# TASK DESCRIPTION:
Could you retype every line below exactly, omitting the images?

# DATA FOR PROCESSING:
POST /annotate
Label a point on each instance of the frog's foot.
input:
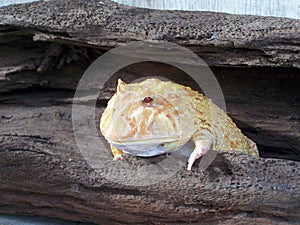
(117, 153)
(203, 142)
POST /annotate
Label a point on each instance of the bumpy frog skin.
(154, 117)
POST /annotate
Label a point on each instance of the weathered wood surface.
(45, 48)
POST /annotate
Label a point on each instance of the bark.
(46, 47)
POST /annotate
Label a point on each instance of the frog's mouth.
(144, 151)
(144, 148)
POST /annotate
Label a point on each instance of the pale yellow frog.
(154, 117)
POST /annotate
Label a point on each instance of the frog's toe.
(196, 154)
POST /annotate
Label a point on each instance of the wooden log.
(46, 47)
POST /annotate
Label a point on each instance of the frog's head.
(142, 116)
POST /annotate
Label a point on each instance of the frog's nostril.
(147, 100)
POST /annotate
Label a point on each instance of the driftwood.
(46, 47)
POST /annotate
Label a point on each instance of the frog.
(155, 117)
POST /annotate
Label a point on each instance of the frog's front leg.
(203, 140)
(117, 153)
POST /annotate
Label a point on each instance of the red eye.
(147, 100)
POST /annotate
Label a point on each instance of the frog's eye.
(147, 100)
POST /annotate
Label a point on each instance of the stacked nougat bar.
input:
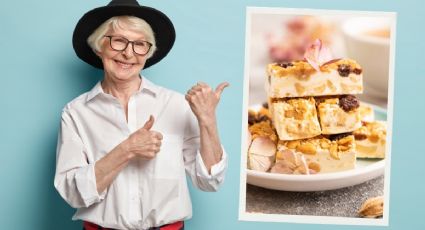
(312, 111)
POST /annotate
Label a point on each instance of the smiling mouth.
(123, 64)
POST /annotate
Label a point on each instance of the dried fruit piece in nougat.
(300, 79)
(322, 154)
(262, 150)
(339, 114)
(295, 118)
(371, 139)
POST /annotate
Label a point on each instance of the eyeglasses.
(118, 43)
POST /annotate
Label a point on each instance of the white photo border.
(246, 216)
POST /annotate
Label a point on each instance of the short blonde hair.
(122, 22)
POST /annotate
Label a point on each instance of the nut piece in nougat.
(295, 118)
(300, 79)
(262, 149)
(339, 114)
(322, 154)
(371, 139)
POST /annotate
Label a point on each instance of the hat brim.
(161, 25)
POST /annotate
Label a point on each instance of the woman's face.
(122, 65)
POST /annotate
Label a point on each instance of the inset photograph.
(316, 132)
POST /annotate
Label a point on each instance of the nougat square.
(371, 139)
(339, 114)
(295, 118)
(322, 154)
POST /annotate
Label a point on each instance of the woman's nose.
(128, 52)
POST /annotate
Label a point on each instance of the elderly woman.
(125, 146)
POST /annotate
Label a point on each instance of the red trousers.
(174, 226)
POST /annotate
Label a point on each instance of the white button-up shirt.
(146, 193)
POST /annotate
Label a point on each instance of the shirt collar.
(146, 86)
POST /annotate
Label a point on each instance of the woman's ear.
(98, 53)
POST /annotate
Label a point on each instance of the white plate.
(366, 169)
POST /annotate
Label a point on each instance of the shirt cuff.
(217, 170)
(85, 179)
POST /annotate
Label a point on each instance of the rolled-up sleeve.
(75, 178)
(194, 164)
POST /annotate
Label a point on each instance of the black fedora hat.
(161, 25)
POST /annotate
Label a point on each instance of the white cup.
(366, 44)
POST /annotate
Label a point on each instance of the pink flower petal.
(317, 54)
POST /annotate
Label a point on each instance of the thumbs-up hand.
(144, 143)
(203, 100)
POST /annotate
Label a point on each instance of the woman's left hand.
(203, 100)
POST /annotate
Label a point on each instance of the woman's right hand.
(144, 143)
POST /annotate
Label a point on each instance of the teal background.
(40, 73)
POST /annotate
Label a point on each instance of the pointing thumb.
(220, 88)
(148, 125)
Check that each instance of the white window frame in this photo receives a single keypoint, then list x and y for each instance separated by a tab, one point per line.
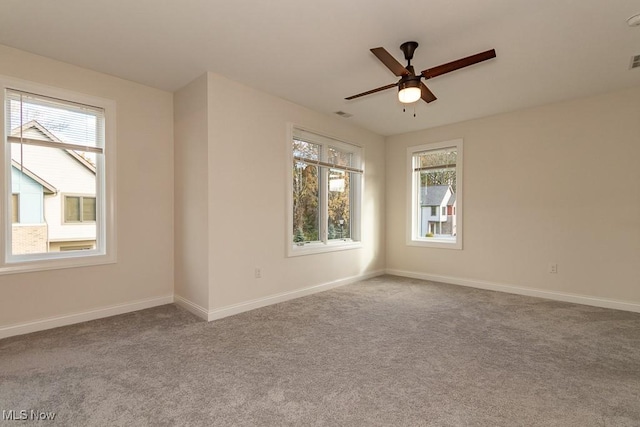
325	245
105	251
413	197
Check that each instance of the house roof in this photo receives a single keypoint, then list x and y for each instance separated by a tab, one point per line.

# WRITTEN REPLY:
POST /annotate
Label a point on each instance of the frog's foot.
input:
(117, 153)
(203, 142)
POST /annotate
Label a point on each instance of the bumpy frog skin.
(154, 117)
POST /annotate
Label a point on each instance of the weathered wood surface.
(45, 48)
POST /annotate
Label a point on each instance of the bark.
(46, 47)
POST /annotate
Label a point on each instance of the frog's mouth.
(144, 151)
(144, 148)
POST /annotate
Label a point on each instance of the pale yellow frog.
(154, 117)
POST /annotate
Label a point on each instance of the frog's toe.
(196, 154)
POST /annotate
Label a point on each instance of the wooden log.
(46, 47)
POST /annotate
Label a point on each instance of the frog's head.
(142, 116)
POST /annotate
Label a point on each instance of the frog's nostril.
(147, 100)
POST /annotate
Label a point on each instance of the driftwood.
(46, 47)
POST /annotate
Label a point on each instance of the frog.
(155, 117)
POST /annotate
Label a point on each instance of the frog's front leg.
(203, 140)
(117, 153)
POST /annotate
Label a point on each instance of the red eye.
(147, 100)
POST /annotate
Label a point on each instance of the frog's eye.
(147, 100)
POST /annotate
Label a point on each instance of the stacked nougat bar.
input:
(312, 111)
POST /annotate
Label a point on each instance of the smiling mouth.
(123, 64)
POST /annotate
Label a point on each instance of the dried fruit piece in nougat.
(300, 79)
(322, 154)
(262, 150)
(339, 114)
(295, 118)
(371, 139)
POST /annotate
Label a point on each instance of the eyeglasses.
(118, 43)
POST /annotate
Label a point on each instance of the white photo border.
(246, 216)
POST /annotate
Label a point on each instance of the short blonde hair.
(122, 22)
POST /annotate
Label a point on each instance of the nut piece in nougat.
(295, 118)
(300, 79)
(262, 149)
(339, 114)
(322, 154)
(371, 139)
POST /annotate
Label a point on each instance of the hat brim.
(161, 25)
POST /annotate
Label a point on each instance of the woman's face.
(122, 65)
POST /annotate
Label a point on each instance of the inset photograph.
(316, 132)
POST /annotate
Label a point on each instance of the nougat square.
(371, 139)
(339, 114)
(295, 118)
(322, 154)
POST /annotate
Label a point on each instance of the woman's nose.
(128, 52)
POST /annotate
Label a point on each instance of the elderly woman.
(125, 146)
POST /annotate
Label a point on each instance of the red trousers.
(174, 226)
POST /annotate
Label a point on each instance of the white button-up shirt.
(146, 193)
POST /annotate
Label a point on each instance of the shirt collar.
(146, 86)
POST /annotate
Label a point on each instance of the woman's ear.
(98, 53)
POST /annotate
Label a point on each instance of the white plate.
(366, 169)
POST /annotate
Label a point on each instance of the shirt cuff.
(217, 170)
(85, 179)
POST /annotate
Label a point on each instance of the rolled-up sleeve.
(75, 178)
(194, 164)
POST /annotate
Label a point on each instance of the black fedora hat.
(161, 25)
POST /annotate
Label a point on each instance of the white cup.
(366, 44)
POST /annotate
Label a point on each instance of the pink flower petal.
(317, 54)
POST /annotate
Label a point on each instance of the thumbs-up hand.
(144, 143)
(203, 100)
POST /annotate
Label a point on each instance of the woman's left hand.
(203, 100)
POST /annotate
Label a point on each instance of the woman's right hand.
(144, 143)
POST /annotate
Label a point on each instance of the teal background.
(40, 73)
POST /annotate
Label a point on each instance of the pointing thumb.
(220, 88)
(148, 125)
Check that each instance of the white window frame in this photo receives a single keypoint, then list x and y for each instance separated by a tab, one point per line.
325	245
105	251
413	197
Check that each instance of the house roof in this photo receives a single keypoint, then list x and y for each instance separated by a tab, one point per line.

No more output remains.